-- Exercise input follows --

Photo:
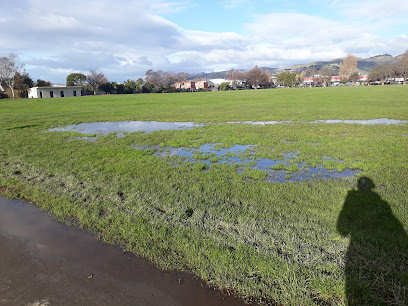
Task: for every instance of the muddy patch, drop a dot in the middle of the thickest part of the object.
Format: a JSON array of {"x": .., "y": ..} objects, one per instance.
[
  {"x": 44, "y": 261},
  {"x": 125, "y": 127},
  {"x": 279, "y": 170}
]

-- Exercise input concluded --

[Your objective] Would you reproduce, word for word, the lines from the one holding "Format: a JSON" through the final line of the entries, both included?

[Task solution]
Format: a JSON array of {"x": .., "y": ..} objects, one per instance.
[
  {"x": 44, "y": 261},
  {"x": 125, "y": 127},
  {"x": 279, "y": 170}
]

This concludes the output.